- [HOW TO COMPLETE THIS TASK] In the listing below, find the line with "Target: wooden beam" and the line with "Target: potted plant". Repeat those two lines and all lines between them exactly.

- [TASK INPUT]
━━━━━━━━━━

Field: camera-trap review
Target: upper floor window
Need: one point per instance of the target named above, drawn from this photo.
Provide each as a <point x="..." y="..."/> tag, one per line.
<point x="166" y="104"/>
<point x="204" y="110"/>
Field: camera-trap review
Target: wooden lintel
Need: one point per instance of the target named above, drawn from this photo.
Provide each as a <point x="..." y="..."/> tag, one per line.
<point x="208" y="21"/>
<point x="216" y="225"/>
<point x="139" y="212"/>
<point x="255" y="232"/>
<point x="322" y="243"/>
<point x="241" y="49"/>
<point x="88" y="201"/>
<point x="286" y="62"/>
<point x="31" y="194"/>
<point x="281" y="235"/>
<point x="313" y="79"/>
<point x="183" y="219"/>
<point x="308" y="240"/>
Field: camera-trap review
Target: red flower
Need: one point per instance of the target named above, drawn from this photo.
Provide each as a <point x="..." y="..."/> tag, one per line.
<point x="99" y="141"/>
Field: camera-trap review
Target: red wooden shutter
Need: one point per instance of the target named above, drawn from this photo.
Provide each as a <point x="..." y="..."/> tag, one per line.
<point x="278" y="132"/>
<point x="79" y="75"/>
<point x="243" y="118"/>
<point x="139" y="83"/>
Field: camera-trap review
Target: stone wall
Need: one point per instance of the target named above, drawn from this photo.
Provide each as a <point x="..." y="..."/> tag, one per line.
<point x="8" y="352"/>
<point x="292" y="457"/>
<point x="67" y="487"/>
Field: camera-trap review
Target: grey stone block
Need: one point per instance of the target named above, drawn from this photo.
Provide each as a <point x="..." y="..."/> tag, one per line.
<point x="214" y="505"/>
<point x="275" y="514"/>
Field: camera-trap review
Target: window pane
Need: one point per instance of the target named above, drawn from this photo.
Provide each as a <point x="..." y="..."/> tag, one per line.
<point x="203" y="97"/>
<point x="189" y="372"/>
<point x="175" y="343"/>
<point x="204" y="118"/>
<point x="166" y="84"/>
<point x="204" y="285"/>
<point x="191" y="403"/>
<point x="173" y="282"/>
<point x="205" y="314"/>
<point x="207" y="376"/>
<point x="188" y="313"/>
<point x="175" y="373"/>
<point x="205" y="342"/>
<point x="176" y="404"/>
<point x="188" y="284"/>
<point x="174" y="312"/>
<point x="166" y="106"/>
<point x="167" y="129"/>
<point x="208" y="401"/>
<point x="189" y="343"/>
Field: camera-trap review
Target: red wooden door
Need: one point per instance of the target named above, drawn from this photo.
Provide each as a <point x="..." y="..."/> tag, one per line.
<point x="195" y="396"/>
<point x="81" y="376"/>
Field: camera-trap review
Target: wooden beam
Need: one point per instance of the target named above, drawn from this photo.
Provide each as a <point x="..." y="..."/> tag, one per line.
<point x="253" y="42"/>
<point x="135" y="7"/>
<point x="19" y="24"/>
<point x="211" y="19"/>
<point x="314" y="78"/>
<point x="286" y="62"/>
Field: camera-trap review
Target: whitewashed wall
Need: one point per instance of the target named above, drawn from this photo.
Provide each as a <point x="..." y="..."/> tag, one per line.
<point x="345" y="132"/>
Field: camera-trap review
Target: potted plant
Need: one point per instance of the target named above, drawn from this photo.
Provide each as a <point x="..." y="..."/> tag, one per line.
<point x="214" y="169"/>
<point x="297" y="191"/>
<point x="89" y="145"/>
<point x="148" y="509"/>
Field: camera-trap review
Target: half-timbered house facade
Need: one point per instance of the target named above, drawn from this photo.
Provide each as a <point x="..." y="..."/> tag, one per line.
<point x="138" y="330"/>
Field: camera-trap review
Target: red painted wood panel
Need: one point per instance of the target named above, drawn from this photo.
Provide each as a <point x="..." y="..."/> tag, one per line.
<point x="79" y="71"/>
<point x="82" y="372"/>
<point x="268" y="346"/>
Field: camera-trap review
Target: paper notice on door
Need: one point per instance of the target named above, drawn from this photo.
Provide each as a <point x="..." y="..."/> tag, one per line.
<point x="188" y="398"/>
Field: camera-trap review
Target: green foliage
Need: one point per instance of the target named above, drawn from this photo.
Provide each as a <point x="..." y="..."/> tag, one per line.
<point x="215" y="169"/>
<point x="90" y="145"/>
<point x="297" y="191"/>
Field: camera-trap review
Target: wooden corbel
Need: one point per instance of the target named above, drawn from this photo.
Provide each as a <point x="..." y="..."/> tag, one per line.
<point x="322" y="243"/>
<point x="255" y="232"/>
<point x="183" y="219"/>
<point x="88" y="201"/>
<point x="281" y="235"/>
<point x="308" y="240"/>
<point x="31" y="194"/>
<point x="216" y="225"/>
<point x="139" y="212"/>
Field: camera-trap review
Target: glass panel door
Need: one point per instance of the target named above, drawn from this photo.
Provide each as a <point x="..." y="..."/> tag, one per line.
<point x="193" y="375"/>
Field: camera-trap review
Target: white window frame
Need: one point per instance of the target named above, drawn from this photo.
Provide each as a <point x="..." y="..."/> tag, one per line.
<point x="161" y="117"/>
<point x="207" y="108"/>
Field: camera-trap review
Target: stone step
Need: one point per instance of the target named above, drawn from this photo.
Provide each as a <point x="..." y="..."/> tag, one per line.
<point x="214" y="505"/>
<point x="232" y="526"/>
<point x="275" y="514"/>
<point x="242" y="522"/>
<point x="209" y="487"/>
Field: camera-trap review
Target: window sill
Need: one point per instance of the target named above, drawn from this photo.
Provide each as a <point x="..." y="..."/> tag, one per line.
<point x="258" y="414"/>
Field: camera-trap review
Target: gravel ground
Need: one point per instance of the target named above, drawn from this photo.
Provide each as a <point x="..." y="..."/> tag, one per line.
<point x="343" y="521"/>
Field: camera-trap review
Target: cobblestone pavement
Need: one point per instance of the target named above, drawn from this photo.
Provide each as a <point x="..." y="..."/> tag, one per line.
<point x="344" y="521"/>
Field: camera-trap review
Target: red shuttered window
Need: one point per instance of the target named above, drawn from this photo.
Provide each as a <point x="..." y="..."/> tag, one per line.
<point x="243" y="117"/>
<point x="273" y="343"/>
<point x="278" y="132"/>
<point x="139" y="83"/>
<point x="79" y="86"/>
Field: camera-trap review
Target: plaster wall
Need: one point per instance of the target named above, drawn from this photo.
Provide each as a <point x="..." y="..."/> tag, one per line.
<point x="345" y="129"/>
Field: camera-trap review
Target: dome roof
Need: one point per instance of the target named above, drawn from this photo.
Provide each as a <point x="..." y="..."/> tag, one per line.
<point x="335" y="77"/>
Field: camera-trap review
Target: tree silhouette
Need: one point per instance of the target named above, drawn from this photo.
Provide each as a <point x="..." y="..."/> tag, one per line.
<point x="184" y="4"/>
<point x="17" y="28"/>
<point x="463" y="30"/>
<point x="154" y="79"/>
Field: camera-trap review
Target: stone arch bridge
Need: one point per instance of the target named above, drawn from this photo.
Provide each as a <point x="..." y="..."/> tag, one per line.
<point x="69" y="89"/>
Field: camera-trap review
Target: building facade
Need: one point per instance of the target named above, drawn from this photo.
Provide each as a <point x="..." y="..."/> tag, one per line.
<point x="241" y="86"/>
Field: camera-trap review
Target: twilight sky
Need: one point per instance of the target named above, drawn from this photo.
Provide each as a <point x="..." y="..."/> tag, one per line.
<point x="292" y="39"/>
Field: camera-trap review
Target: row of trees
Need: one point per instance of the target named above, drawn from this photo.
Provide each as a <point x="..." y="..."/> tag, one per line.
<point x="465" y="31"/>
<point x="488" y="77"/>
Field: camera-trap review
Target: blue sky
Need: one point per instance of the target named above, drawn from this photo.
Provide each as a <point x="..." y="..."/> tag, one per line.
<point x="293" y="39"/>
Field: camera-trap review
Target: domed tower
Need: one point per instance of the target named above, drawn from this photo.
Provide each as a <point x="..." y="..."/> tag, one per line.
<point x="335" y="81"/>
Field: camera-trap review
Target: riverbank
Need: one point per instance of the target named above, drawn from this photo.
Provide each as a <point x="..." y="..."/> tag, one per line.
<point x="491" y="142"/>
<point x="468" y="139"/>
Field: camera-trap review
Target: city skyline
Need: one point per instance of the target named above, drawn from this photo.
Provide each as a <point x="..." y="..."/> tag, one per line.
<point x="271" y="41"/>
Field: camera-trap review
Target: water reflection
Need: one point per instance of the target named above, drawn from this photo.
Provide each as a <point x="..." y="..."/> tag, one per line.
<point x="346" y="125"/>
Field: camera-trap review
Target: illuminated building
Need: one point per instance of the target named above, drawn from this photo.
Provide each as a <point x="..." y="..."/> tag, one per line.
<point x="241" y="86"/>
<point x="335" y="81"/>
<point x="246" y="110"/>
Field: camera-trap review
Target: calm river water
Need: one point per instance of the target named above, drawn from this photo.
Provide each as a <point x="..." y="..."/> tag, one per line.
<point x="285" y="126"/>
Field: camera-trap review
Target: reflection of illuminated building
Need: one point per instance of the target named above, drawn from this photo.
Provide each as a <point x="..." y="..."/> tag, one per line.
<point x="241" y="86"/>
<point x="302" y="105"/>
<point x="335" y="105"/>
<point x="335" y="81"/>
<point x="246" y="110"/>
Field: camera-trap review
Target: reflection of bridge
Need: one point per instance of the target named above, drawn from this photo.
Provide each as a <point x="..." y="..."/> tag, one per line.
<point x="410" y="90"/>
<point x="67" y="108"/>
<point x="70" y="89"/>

━━━━━━━━━━

- [THE COMPLETED TASK]
Target: wooden beam
Need: one point per instance of the target named above, drawn from this photo.
Provide each as a <point x="..." y="..."/> tag, one per line.
<point x="253" y="42"/>
<point x="135" y="7"/>
<point x="19" y="24"/>
<point x="211" y="19"/>
<point x="314" y="78"/>
<point x="286" y="62"/>
Field: camera-trap review
Target: whitewashed wall
Need: one point per instance of the target named above, drawn from this photo.
Provide each as a <point x="..." y="..."/> tag, one per line.
<point x="345" y="132"/>
Field: camera-trap review
Target: potted plant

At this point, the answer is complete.